## Selected extract:

************

I looked out an upper floor window of our home to a very picturesque scene of 8 deer, including a buck standing against the backdrop of newly fallen snow. I watched as the white-tailed deer grazed off the low-hanging tree branches in the backyard. Deer are creatures of habit, and contrary to popular belief, the majority of them do not migrate. A buck is known to travel upwards of 100 miles but does will stay within the same 3 to 4 square miles for their entire life. This means, the deer you see this year, are probably the same deer you saw last year. It also means that once they’ve found a food source in your backyard they’ll be back for seconds. Like so many Tredyffrin residents, we too have an ongoing love-hate relationship with these animals.
We have tried all the traditional and not so traditional remedies to deter the deer . . . human hair clippings, hanging bars of soap, special deer repellent sprays, etc. . . all with not much success. No one can deny how beautiful and majestic these animals are, but unfortunately they see our plants and shrubs as a buffet that we didn’t invite them to! While we’d like to enjoy their beauty, we can do without the widespread loss to our landscapes and gardens.
So, it is with great interest that I have followed the saga of the Valley Forge National Historic Park’s (VFNHP) long-planned and controversial kill of 500 deer. Currently there is a pending lawsuit by 2 animal-rights groups against VFNHP, Friends of Animals and Compassion for Animals. The animal-rights groups believe that the park should be maintained by natural means. A couple of days before Christmas, the deer were granted a holiday stay of execution with the recent lawsuit filing. The federal judge assigned to the case is not expected to rule before May 31, which means that it will be next November at the earliest before another planned deer kill can take place (depending on the outcome of the lawsuit). The park’s plan had called for contract sharpshooters to kill at least 1,500 deer over the next 4 years. The plan was for federal employees to use silencer-equipped rifles, mostly at night. The herd has grown big and destructive and park officials claim the kill will eradicate approximately 86% of the deer population.
In addition to the animal-rights groups, there is also concern from another local organization, Keep Valley Forge Safe. This group maintains that the gunfire could injure people living near or visiting the park. They doubt that the plan is safe, given that homes and shopping malls now surround the 3,500 acres where General George Washington and his troops spent the winter of 1777-78. Park officials claim that complete safety provisions are in place and that the proper public hearing process was followed. It is the feeling of park officials that the deer have created a crisis; they are eating so many plants and tree saplings that they are throwing the park’s environment balance and regeneration process off. The deer are also blamed for scores of vehicle accidents within the park each year.

************

## Dataset content:
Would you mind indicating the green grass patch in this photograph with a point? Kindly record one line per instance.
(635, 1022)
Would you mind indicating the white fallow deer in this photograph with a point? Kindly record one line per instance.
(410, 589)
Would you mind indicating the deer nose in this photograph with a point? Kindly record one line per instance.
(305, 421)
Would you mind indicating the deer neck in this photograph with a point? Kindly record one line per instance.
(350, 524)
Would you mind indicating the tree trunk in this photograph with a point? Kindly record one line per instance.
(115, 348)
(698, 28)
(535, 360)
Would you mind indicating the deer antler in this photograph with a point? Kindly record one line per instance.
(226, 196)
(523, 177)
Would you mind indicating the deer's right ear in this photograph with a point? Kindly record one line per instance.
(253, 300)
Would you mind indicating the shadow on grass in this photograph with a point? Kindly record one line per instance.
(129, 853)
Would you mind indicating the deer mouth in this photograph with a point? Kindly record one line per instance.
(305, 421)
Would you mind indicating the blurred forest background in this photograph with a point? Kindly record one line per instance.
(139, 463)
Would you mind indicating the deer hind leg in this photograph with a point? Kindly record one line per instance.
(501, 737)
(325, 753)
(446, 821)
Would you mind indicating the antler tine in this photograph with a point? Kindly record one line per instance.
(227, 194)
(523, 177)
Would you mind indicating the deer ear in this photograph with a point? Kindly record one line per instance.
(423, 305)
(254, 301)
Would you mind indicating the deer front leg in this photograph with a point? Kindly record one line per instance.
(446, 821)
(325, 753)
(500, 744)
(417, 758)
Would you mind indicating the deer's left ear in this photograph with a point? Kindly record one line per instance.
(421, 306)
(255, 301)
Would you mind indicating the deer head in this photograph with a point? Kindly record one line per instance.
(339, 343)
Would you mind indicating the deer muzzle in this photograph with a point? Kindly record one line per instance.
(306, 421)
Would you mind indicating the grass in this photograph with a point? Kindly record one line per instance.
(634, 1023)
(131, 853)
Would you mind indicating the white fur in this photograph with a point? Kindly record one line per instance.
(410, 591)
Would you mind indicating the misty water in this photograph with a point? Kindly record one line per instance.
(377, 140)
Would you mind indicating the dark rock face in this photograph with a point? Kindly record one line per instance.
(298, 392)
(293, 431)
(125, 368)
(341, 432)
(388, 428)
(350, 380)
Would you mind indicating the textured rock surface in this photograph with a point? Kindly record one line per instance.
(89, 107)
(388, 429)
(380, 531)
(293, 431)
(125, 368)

************

## Task requirements:
In the text on the Valley Forge deer kill, what group is concerned that gunfire could injure people living near or visiting the park?

## Solution below:
Keep Valley Forge Safe